Coordinate annotation entries:

— START —

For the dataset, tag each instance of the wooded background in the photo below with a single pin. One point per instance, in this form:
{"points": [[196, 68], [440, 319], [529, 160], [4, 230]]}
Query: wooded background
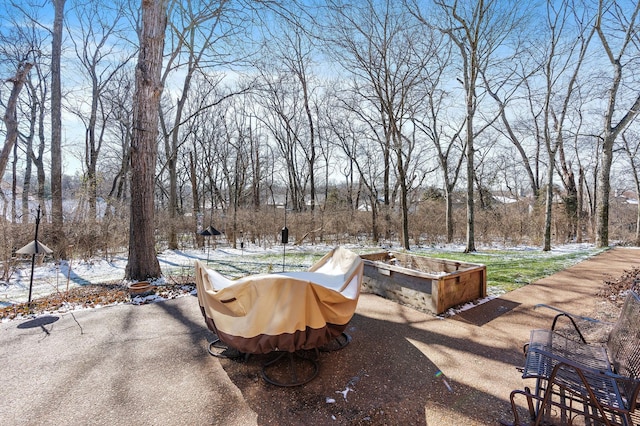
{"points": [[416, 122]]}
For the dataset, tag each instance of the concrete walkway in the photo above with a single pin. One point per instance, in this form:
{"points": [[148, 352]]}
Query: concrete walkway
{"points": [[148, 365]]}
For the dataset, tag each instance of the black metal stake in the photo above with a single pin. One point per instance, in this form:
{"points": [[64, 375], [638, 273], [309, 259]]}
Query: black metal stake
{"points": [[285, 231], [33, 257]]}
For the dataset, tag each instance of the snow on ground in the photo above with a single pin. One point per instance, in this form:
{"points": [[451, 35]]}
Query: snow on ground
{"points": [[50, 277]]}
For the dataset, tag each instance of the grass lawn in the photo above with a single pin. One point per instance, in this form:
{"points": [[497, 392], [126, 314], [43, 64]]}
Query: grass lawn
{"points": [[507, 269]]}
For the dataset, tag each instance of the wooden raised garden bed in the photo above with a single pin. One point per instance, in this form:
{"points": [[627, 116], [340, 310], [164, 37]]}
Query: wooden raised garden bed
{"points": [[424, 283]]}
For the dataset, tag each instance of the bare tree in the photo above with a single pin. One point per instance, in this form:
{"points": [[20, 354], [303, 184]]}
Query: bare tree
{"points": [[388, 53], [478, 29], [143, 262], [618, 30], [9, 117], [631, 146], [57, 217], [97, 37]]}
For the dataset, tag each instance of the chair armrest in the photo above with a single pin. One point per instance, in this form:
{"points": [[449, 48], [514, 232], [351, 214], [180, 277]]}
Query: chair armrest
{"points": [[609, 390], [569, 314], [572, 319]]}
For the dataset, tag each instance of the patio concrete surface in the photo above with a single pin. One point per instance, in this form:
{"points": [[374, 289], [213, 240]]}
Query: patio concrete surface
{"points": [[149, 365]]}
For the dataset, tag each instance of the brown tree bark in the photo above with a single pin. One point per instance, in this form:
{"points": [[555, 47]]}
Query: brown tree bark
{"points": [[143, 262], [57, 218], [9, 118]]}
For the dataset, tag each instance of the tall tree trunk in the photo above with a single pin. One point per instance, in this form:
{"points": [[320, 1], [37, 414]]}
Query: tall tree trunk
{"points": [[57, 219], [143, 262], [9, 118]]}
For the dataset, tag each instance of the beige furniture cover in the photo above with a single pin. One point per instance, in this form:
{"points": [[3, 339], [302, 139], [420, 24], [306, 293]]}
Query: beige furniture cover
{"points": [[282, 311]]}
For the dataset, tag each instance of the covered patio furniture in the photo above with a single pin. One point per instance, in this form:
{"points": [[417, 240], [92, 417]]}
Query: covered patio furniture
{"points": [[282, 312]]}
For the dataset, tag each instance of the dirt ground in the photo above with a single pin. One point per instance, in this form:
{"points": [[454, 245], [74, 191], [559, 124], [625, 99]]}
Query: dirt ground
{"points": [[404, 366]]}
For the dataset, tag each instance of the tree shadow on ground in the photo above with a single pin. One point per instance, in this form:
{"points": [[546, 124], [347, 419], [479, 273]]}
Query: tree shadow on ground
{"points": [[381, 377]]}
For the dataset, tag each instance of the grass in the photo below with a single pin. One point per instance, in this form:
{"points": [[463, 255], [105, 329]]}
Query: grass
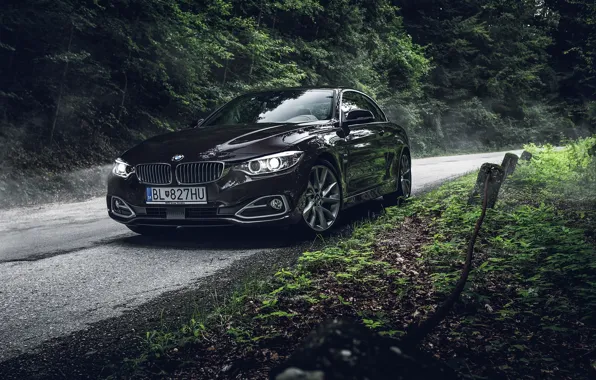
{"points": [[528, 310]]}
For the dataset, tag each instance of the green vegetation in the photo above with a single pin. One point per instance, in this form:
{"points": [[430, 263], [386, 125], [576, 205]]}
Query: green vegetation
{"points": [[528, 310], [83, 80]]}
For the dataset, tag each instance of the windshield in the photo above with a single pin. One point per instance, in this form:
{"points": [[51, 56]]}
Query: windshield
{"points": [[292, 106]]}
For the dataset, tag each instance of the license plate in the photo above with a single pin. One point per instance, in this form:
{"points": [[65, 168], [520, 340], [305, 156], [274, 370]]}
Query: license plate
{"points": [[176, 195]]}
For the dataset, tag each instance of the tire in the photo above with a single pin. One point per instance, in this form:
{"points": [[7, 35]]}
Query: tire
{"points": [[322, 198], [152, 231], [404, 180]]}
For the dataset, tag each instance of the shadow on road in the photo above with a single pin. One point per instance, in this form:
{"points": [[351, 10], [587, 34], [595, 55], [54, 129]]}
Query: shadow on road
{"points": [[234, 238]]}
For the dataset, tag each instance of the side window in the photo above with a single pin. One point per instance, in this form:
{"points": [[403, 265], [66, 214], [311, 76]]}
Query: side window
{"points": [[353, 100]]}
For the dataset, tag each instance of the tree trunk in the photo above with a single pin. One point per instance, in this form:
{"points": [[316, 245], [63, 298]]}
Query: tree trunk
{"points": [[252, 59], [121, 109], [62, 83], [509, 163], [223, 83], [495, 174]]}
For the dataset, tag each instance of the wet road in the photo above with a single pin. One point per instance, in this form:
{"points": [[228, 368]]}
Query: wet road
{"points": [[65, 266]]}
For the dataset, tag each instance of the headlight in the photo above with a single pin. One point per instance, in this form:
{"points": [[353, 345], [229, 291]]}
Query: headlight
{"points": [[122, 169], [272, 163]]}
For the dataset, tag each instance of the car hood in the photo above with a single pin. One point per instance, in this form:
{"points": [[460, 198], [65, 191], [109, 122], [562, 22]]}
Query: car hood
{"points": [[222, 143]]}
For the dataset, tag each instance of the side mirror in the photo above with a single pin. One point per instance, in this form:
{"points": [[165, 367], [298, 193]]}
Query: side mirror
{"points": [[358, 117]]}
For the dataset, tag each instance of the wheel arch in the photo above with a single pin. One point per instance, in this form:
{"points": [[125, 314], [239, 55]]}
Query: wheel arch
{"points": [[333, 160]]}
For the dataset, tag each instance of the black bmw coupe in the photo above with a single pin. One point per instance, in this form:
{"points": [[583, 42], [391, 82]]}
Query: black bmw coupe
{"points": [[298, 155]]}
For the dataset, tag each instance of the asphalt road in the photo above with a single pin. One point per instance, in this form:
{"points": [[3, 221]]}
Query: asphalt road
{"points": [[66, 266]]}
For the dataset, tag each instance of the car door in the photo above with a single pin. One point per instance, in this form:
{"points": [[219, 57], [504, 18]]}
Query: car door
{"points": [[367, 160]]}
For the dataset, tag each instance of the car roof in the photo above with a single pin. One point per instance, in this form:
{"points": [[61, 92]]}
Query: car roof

— END —

▶ **Description of the task**:
Lay out all of the data above as a numbered list, one line per item, with blank lines dropped. Leave the pictures out.

▶ **Response**:
1. For the dataset, tag each instance of the wooded background in the photo below with a single pin. One point per instance, in this form:
2. {"points": [[196, 68], [440, 319], [529, 160], [4, 230]]}
3. Query: wooded background
4. {"points": [[416, 122]]}
5. For the dataset, tag each instance of the concrete walkway in the photo above with a single pin. One point per instance, in this form:
6. {"points": [[148, 352]]}
7. Query: concrete walkway
8. {"points": [[148, 365]]}
9. For the dataset, tag each instance of the black metal stake in the photo above with a single pin. One point per instance, in this form:
10. {"points": [[64, 375], [638, 273], [309, 259]]}
11. Query: black metal stake
12. {"points": [[285, 231], [33, 257]]}
13. For the dataset, tag each instance of the snow on ground in the photo above with a single pin. One point per instance, in this form:
14. {"points": [[451, 35]]}
15. Query: snow on ground
16. {"points": [[50, 277]]}
17. For the dataset, tag each instance of the grass lawn in the photo above with a single pin. One point per instance, in this form:
18. {"points": [[497, 392], [126, 314], [43, 64]]}
19. Query: grass lawn
20. {"points": [[507, 269]]}
21. For the dataset, tag each instance of the wooden raised garden bed in the photo above with a single pin. One point per instance, in this form:
22. {"points": [[627, 116], [340, 310], [164, 37]]}
23. Query: wooden raised garden bed
24. {"points": [[424, 283]]}
25. For the dataset, tag each instance of the bare tree in the photo above with a single pin. One point per instance, in this form:
26. {"points": [[20, 354], [303, 184]]}
27. Query: bare tree
28. {"points": [[388, 53], [478, 29], [143, 262], [618, 30], [9, 117], [631, 146], [57, 217], [97, 37]]}
29. For the dataset, tag each instance of the chair armrest in the photo above with a single pin. One point per instance, in this form:
30. {"points": [[449, 48], [514, 232], [351, 214], [180, 277]]}
31. Query: chair armrest
32. {"points": [[609, 390], [569, 314], [572, 319]]}
33. For the dataset, tag each instance of the patio concrete surface in the photo above with a single pin. One point per instance, in this form:
34. {"points": [[374, 289], [213, 240]]}
35. Query: patio concrete surface
36. {"points": [[149, 365]]}
37. For the dataset, tag each instance of the brown tree bark in the photo above with a single pin. One point per instance, in this form:
38. {"points": [[555, 47]]}
39. Query: brown tree bark
40. {"points": [[143, 262], [57, 218], [9, 118]]}
41. For the dataset, tag each instance of the tall tree trunk in the photo above with a single pin. One point per instance, in this form:
42. {"points": [[320, 1], [37, 414]]}
43. Query: tall tree trunk
44. {"points": [[57, 219], [143, 262], [9, 118]]}
45. For the dataset, tag each instance of the beige furniture cover in the photo above with a single pin. One point per instance, in this form:
46. {"points": [[3, 339], [302, 139], [420, 24], [306, 293]]}
47. Query: beige furniture cover
48. {"points": [[282, 311]]}
49. For the dataset, tag each instance of the covered patio furniture in the photo above with a single pin. One point per instance, in this form:
50. {"points": [[417, 240], [92, 417]]}
51. Query: covered patio furniture
52. {"points": [[282, 312]]}
53. For the dataset, tag each instance of the dirt ground in the photo above with a single pin. One point per instance, in this form:
54. {"points": [[454, 245], [74, 191], [559, 124], [625, 99]]}
55. Query: dirt ground
56. {"points": [[404, 366]]}
57. For the dataset, tag each instance of the tree shadow on ground in the photo above with a single pin. One point per instance, in this form:
58. {"points": [[546, 124], [347, 419], [479, 273]]}
59. Query: tree shadow on ground
60. {"points": [[381, 377]]}
61. For the dataset, tag each instance of the grass in the photo below with a single pin. One point per instance, in this form:
62. {"points": [[463, 255], [105, 329]]}
63. Query: grass
64. {"points": [[528, 310]]}
65. For the dataset, tag each instance of the green vegetation in the photo above with a single pin. One point per instance, in this form:
66. {"points": [[430, 263], [386, 125], [576, 205]]}
67. Query: green vegetation
68. {"points": [[528, 310], [83, 80]]}
69. For the dataset, tag each instance of the windshield in the photo above with a single pin. One point per instance, in this form:
70. {"points": [[51, 56]]}
71. Query: windshield
72. {"points": [[292, 106]]}
73. For the dataset, tag each instance of the license plate in the photo above with a single pin. One point per instance, in this form:
74. {"points": [[65, 168], [520, 340], [305, 156], [274, 370]]}
75. Query: license plate
76. {"points": [[176, 195]]}
77. For the dataset, tag each instance of the tire in the photo above with a single pin. One point per instance, in this form:
78. {"points": [[7, 35]]}
79. Query: tire
80. {"points": [[322, 198], [152, 231], [404, 180]]}
81. For the dataset, tag each instance of the shadow on road in the photo above with a single pin. One point per instance, in this form:
82. {"points": [[351, 10], [587, 34], [595, 55], [54, 129]]}
83. Query: shadow on road
84. {"points": [[234, 238]]}
85. For the dataset, tag each instance of the side window in the photo above with a single pin. One point per instance, in this form:
86. {"points": [[403, 265], [66, 214], [311, 76]]}
87. Query: side window
88. {"points": [[353, 100]]}
89. For the dataset, tag each instance of the tree trunk in the photo above with a single pin. One point per instance, in this form:
90. {"points": [[316, 245], [63, 298]]}
91. Query: tree trunk
92. {"points": [[252, 59], [121, 109], [62, 83], [509, 163], [223, 83], [495, 174]]}
93. For the dataset, tag each instance of the wet road in the photo above with a single pin. One point per instance, in this form:
94. {"points": [[228, 368]]}
95. Query: wet road
96. {"points": [[65, 266]]}
97. For the dataset, tag each instance of the headlight in the photo above with a single pin. One point per instance, in this form:
98. {"points": [[353, 345], [229, 291]]}
99. Query: headlight
100. {"points": [[122, 169], [272, 163]]}
101. For the dataset, tag each instance of the car hood in the photo above with a single pin. One point per instance, in this form:
102. {"points": [[460, 198], [65, 191], [109, 122], [562, 22]]}
103. Query: car hood
104. {"points": [[222, 143]]}
105. For the dataset, tag each instance of the side mirror in the photo above with a single pin. One point per instance, in this form:
106. {"points": [[165, 367], [298, 193]]}
107. Query: side mirror
108. {"points": [[358, 117]]}
109. For the dataset, tag each instance of the wheel arch in the photo above with a single pin. One point per instance, in this form:
110. {"points": [[125, 314], [239, 55]]}
111. Query: wheel arch
112. {"points": [[333, 160]]}
113. For the dataset, tag each instance of the black bmw coupe in the photo above with a single pin. One point per instance, in this form:
114. {"points": [[583, 42], [391, 82]]}
115. Query: black bmw coupe
116. {"points": [[298, 155]]}
117. For the dataset, tag each instance of the asphalt road in the photo above with a single pin. One point per instance, in this form:
118. {"points": [[3, 221]]}
119. Query: asphalt road
120. {"points": [[66, 266]]}
121. For the dataset, tag each instance of the car door in the photo above with a single pin. One point per instance, in this form:
122. {"points": [[219, 57], [504, 18]]}
123. Query: car door
124. {"points": [[367, 160]]}
125. For the dataset, tag each instance of the car roof in the photo above with a single pin. One point per instance, in this form:
126. {"points": [[61, 92]]}
127. Query: car roof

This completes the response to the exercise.